### Short problem
Pick out each line of the material below that contains the string "light", treating uppercase and lowercase letters as distinct.

— start of Data to use —

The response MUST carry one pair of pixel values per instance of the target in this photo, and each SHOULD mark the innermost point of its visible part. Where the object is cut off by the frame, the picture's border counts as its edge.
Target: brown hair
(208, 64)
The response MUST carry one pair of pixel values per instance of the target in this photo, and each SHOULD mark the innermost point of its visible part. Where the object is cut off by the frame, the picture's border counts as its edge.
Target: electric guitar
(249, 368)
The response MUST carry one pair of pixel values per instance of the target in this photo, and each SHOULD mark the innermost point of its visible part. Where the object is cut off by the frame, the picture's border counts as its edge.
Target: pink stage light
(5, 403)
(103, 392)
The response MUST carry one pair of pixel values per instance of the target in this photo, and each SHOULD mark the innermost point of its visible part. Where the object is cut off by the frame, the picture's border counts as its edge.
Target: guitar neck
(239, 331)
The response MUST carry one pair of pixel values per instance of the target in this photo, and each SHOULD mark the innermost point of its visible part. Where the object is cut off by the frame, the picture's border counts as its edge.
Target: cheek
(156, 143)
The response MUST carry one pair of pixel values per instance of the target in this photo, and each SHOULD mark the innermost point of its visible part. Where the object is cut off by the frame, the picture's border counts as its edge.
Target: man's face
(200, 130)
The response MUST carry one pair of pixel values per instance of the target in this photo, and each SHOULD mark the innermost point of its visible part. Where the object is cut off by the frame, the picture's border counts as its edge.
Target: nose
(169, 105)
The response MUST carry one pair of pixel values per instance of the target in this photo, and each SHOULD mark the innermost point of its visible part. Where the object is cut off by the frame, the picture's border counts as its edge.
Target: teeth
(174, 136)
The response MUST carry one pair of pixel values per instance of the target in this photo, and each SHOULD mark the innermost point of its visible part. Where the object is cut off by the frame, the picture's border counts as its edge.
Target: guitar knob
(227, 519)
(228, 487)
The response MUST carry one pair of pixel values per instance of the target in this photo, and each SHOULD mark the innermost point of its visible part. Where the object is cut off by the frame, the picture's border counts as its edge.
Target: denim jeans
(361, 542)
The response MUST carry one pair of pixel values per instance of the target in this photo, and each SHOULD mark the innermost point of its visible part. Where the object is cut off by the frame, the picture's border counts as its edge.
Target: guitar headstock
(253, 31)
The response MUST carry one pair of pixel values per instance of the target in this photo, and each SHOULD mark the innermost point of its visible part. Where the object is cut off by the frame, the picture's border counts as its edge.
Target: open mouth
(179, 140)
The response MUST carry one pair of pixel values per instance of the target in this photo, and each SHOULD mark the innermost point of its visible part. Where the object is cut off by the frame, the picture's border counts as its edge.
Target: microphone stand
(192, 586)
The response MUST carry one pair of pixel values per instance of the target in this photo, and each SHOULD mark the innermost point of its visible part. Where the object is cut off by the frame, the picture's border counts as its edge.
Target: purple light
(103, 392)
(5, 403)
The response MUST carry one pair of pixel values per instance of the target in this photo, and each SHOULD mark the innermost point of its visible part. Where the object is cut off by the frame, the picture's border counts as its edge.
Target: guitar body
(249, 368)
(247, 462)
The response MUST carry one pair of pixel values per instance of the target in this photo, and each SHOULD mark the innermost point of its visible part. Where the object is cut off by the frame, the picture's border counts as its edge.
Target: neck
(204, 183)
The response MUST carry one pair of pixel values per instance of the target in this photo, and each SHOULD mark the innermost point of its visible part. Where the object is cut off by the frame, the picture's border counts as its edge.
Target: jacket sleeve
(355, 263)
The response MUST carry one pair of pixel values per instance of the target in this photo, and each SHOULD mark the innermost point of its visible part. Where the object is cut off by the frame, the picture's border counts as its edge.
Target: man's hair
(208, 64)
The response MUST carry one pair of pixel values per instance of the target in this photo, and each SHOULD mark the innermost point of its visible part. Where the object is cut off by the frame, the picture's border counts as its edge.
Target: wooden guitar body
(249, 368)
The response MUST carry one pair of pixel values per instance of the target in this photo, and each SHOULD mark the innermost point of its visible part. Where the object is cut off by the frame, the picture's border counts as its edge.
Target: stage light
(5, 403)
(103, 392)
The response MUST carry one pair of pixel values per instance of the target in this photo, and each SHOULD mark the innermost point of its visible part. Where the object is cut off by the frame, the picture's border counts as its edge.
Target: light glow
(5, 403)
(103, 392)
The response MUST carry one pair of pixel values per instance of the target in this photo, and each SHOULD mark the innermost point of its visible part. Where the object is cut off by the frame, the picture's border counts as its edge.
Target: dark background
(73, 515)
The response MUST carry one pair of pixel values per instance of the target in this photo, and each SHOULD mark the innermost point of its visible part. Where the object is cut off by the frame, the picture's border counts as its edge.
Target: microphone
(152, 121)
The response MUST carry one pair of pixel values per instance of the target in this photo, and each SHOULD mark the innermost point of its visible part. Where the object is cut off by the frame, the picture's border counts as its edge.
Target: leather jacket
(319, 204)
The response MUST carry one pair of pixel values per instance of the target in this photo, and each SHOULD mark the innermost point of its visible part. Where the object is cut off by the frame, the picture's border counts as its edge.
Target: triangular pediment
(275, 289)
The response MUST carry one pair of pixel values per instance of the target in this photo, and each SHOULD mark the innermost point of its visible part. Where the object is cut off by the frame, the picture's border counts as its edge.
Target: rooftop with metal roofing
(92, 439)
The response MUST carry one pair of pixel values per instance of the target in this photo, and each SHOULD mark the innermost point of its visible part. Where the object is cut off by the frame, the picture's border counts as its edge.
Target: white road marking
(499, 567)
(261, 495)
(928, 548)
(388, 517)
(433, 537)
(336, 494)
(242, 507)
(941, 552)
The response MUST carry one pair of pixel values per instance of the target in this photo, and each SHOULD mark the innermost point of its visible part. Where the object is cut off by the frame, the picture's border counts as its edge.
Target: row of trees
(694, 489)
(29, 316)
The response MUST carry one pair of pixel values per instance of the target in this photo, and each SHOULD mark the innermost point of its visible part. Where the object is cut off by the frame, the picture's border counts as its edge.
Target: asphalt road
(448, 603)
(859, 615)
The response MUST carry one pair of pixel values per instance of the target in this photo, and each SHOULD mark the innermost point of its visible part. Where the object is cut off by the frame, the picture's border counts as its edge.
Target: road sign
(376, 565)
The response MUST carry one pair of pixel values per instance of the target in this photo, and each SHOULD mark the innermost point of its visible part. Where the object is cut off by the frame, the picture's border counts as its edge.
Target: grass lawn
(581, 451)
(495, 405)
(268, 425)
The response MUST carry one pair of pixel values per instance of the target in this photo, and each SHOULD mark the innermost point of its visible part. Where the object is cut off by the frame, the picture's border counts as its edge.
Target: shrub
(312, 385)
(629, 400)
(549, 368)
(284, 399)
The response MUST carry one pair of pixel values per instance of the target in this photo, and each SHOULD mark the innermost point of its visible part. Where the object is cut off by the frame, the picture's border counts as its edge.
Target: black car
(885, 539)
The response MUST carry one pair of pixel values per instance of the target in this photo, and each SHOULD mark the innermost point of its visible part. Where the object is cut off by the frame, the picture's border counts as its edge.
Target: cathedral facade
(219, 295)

— end of Data to use —

### Finished task
Target: pink stage light
Target: purple light
Target: stage light
Target: light glow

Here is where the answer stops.